→ MATERIAL FOR THIS EXERCISE
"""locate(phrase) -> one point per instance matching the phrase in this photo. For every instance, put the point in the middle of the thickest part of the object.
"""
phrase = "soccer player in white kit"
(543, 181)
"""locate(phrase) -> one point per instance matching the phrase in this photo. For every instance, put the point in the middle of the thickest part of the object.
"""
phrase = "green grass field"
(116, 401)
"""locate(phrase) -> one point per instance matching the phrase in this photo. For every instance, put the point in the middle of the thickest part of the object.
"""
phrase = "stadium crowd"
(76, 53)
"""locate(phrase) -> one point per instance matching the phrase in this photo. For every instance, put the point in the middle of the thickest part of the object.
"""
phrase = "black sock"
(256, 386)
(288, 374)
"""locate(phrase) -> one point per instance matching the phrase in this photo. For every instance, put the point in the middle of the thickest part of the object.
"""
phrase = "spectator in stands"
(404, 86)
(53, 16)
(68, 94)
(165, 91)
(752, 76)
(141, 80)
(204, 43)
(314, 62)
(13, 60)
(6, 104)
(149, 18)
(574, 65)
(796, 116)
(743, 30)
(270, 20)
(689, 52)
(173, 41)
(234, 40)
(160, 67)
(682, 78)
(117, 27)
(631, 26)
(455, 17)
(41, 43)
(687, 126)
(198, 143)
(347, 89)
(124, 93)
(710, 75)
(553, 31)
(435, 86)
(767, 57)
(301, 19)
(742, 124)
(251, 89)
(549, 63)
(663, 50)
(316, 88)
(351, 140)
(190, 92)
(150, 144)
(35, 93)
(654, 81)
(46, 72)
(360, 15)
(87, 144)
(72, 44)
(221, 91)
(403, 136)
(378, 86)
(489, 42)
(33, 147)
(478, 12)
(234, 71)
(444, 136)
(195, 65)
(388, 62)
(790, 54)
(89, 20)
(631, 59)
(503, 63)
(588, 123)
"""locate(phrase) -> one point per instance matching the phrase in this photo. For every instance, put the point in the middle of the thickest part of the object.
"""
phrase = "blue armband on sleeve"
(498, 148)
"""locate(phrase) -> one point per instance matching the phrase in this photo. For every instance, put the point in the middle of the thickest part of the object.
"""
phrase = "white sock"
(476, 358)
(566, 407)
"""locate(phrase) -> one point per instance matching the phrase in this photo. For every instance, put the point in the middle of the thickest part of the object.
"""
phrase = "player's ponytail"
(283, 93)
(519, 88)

→ TASK DESCRIPTION
Reproduce every record, making sure each one stays exactly the same.

→ EXERCISE SOLUTION
"""locate(phrase) -> one point per instance matching the phrase in this photo. For every instance, put the point in the middle of the thickest part of the object.
"""
phrase = "soccer player in white kit"
(543, 181)
"""locate(phrase) -> one point per instance matching the phrase in this photo. For every instance, put the point in the middle of the thickest part of the object.
"""
phrase = "green grass field"
(116, 401)
"""locate(phrase) -> one point per instance matching the phrase in this photo. For every instance, put the point in the middle of the thickest part of the object.
"""
phrase = "stadium crowd"
(76, 53)
"""locate(phrase) -> one point per instance matching the phrase in this photo. For every instance, put the point in the middle of the thickest part of the object.
"""
phrase = "black sock"
(256, 386)
(288, 374)
"""locate(phrase) -> one point per instance matching the phrase in this photo. For every instance, put the point in the middle of the thickest part of the object.
"""
phrase = "spectator in stands"
(404, 86)
(53, 16)
(68, 94)
(165, 91)
(752, 76)
(141, 80)
(204, 43)
(314, 62)
(13, 60)
(6, 104)
(149, 18)
(574, 65)
(796, 116)
(743, 30)
(270, 20)
(689, 52)
(173, 41)
(234, 40)
(160, 67)
(682, 78)
(117, 27)
(631, 26)
(455, 17)
(41, 43)
(687, 126)
(198, 143)
(347, 89)
(124, 93)
(710, 75)
(553, 31)
(435, 86)
(767, 57)
(301, 19)
(742, 124)
(251, 89)
(549, 63)
(663, 50)
(316, 88)
(351, 140)
(190, 92)
(150, 144)
(35, 93)
(654, 81)
(46, 72)
(360, 15)
(87, 144)
(72, 44)
(221, 91)
(403, 136)
(378, 86)
(489, 42)
(33, 147)
(478, 12)
(234, 71)
(444, 136)
(195, 65)
(388, 62)
(790, 54)
(89, 20)
(631, 59)
(503, 63)
(588, 123)
"""locate(phrase) -> one point per instance matching the phrase in this photo. For every instance, put the point in the middle of the thickest part of the object.
"""
phrase = "blue armband on sleeve"
(498, 148)
"""locate(phrase) -> one point per instance matching the phrase in this photo. For every instance, put the point in the middle of the thickest part of the object.
"""
phrase = "white sock"
(476, 358)
(566, 407)
"""locate(phrase) -> one point per instance matching the phrase in this photo. For every instance, put the point in the middle of the thickest part of the object.
"""
phrase = "player's ponytail"
(283, 93)
(519, 88)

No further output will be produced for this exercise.